(Beginning of Input material)

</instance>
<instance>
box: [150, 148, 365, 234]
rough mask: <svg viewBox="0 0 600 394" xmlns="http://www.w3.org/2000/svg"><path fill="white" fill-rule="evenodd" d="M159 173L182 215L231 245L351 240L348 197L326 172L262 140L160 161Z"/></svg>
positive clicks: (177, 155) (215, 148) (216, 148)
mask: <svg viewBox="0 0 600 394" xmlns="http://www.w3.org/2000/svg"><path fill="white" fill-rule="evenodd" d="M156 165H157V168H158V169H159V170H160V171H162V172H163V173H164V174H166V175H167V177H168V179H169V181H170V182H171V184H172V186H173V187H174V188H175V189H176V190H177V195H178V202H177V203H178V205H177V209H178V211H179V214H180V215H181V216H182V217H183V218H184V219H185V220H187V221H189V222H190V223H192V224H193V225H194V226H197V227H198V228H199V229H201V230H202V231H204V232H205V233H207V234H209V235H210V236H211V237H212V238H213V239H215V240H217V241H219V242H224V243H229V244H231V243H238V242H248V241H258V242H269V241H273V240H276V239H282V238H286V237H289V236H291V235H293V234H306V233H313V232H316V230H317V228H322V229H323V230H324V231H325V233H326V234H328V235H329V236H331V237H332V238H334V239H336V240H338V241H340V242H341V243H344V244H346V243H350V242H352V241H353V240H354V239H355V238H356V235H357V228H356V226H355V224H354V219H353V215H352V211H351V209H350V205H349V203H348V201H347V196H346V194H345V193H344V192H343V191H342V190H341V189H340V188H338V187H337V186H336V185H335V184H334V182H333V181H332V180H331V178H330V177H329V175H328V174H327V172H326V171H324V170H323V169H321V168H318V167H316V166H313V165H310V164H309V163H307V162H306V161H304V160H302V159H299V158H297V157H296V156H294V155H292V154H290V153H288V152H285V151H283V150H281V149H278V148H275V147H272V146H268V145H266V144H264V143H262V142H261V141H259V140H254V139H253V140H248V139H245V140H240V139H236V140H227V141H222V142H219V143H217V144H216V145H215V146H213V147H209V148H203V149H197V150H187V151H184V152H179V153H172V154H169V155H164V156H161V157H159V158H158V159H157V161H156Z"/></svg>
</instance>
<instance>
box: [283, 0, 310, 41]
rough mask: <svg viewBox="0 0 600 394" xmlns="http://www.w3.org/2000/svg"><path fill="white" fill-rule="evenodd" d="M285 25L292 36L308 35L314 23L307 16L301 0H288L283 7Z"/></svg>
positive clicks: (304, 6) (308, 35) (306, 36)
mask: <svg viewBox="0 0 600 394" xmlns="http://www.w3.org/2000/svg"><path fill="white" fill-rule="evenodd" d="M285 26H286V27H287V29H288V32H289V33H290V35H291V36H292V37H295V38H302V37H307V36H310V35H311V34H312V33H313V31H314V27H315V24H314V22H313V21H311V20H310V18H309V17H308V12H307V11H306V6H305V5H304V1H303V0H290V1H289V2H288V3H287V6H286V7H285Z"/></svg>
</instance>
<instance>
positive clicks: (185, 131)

(End of Input material)
(Beginning of Input material)

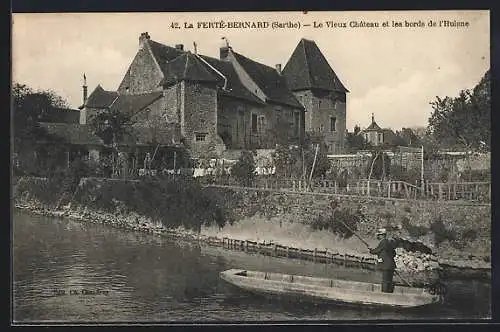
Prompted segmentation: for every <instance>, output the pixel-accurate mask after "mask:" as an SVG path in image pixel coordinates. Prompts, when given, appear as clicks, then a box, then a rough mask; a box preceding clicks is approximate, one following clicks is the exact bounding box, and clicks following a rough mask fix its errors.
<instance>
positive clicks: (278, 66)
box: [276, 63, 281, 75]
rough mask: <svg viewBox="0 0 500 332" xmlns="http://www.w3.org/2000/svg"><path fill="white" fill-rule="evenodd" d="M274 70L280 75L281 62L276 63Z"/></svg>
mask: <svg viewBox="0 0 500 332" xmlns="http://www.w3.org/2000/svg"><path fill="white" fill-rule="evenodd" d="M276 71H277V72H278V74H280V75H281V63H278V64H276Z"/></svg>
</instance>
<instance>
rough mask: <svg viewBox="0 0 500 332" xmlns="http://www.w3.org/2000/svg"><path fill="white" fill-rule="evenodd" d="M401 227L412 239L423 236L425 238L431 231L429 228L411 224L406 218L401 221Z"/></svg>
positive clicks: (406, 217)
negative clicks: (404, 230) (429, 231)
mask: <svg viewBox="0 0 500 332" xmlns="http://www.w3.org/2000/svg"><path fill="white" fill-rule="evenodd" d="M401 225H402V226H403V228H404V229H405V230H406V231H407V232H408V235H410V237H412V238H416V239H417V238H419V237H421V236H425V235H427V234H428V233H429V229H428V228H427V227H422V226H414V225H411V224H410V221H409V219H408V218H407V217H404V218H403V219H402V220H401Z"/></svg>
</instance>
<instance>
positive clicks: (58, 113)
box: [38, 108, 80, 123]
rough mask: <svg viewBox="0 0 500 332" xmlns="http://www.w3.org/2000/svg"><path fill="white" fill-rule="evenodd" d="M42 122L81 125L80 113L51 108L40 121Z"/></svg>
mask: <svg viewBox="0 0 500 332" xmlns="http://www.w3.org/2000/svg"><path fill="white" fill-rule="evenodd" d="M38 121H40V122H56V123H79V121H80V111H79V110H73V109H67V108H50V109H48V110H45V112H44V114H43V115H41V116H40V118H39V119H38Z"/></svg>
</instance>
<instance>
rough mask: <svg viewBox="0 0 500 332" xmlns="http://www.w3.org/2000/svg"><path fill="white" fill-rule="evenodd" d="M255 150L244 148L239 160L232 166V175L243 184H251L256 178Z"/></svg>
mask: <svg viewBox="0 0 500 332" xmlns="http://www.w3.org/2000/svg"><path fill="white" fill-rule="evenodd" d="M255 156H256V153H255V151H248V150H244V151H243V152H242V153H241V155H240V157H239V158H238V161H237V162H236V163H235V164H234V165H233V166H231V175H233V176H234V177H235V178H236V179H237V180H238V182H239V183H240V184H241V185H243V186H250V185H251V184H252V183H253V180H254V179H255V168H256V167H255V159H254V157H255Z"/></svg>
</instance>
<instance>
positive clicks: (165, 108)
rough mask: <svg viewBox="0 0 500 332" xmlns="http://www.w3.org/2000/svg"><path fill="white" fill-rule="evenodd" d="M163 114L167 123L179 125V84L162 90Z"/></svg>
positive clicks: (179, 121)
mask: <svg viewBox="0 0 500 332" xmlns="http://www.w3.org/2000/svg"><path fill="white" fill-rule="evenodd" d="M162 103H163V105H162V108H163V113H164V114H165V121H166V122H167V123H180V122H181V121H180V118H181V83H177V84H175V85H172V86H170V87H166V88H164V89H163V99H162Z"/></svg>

(End of Input material)
(Beginning of Input material)

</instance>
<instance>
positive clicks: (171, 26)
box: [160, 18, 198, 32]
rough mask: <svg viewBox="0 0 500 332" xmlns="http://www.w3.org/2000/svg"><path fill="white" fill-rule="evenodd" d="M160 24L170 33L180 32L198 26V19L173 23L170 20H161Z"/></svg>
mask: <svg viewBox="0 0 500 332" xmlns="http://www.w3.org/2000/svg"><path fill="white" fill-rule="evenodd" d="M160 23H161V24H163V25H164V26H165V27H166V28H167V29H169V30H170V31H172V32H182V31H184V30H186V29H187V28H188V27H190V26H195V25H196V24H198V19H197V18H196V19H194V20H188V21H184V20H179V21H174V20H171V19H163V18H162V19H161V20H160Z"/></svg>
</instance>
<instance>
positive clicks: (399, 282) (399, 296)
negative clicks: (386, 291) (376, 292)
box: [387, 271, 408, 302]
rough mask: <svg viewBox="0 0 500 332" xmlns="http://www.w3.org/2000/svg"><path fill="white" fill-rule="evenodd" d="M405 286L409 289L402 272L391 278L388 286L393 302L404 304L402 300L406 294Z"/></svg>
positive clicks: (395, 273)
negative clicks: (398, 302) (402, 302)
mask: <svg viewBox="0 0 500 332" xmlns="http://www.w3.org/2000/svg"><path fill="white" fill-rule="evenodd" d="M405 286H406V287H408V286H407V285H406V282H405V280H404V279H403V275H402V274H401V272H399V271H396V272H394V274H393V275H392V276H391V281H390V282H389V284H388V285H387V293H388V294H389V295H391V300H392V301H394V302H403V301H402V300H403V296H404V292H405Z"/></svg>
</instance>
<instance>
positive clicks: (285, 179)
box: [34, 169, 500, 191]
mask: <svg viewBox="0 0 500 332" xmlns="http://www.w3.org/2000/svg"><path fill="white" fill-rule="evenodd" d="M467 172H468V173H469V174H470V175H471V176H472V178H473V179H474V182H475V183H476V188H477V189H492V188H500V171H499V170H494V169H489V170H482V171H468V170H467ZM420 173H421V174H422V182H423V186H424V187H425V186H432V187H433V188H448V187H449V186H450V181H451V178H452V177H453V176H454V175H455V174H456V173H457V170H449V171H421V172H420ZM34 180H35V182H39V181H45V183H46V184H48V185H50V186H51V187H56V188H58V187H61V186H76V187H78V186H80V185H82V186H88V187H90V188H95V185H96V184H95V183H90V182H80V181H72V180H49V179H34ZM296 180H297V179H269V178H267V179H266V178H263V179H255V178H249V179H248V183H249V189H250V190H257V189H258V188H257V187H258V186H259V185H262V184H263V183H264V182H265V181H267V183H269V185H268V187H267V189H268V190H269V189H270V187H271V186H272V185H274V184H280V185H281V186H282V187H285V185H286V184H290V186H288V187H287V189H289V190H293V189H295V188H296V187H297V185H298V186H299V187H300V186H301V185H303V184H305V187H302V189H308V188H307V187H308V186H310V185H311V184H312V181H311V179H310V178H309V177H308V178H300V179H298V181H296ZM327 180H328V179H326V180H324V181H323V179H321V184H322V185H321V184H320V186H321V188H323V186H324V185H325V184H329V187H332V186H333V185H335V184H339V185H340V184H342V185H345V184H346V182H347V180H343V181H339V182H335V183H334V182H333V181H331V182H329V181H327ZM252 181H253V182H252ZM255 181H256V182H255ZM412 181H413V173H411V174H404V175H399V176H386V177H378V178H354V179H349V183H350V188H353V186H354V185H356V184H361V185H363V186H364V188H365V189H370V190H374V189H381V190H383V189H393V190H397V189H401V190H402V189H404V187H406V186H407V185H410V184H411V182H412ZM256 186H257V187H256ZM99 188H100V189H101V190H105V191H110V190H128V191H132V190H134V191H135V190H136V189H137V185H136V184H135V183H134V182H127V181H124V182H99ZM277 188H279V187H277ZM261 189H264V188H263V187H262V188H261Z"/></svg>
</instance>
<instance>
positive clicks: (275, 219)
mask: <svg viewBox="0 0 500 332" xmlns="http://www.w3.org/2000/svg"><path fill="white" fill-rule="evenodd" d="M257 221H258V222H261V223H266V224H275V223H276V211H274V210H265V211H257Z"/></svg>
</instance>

(End of Input material)

[Problem requirements]: Give back exactly the lines above starting at the line where "box: [387, 271, 408, 302]" appears and ending at the line where "positive clicks: (285, 179)" appears, both included, with no other lines.

[Answer to this problem]:
box: [387, 271, 408, 302]
rough mask: <svg viewBox="0 0 500 332" xmlns="http://www.w3.org/2000/svg"><path fill="white" fill-rule="evenodd" d="M405 286L409 289L402 272L391 278L388 286L393 302L404 304L402 300L406 294Z"/></svg>
positive clicks: (395, 273)
negative clicks: (398, 302) (402, 302)
mask: <svg viewBox="0 0 500 332" xmlns="http://www.w3.org/2000/svg"><path fill="white" fill-rule="evenodd" d="M405 286H406V287H408V286H407V285H406V282H405V280H404V279H403V275H402V274H401V272H399V271H396V272H394V274H393V275H392V276H391V281H390V282H389V284H388V285H387V293H388V294H389V295H391V300H392V301H394V302H403V301H402V300H403V296H404V292H405Z"/></svg>
</instance>
<instance>
positive clicks: (285, 179)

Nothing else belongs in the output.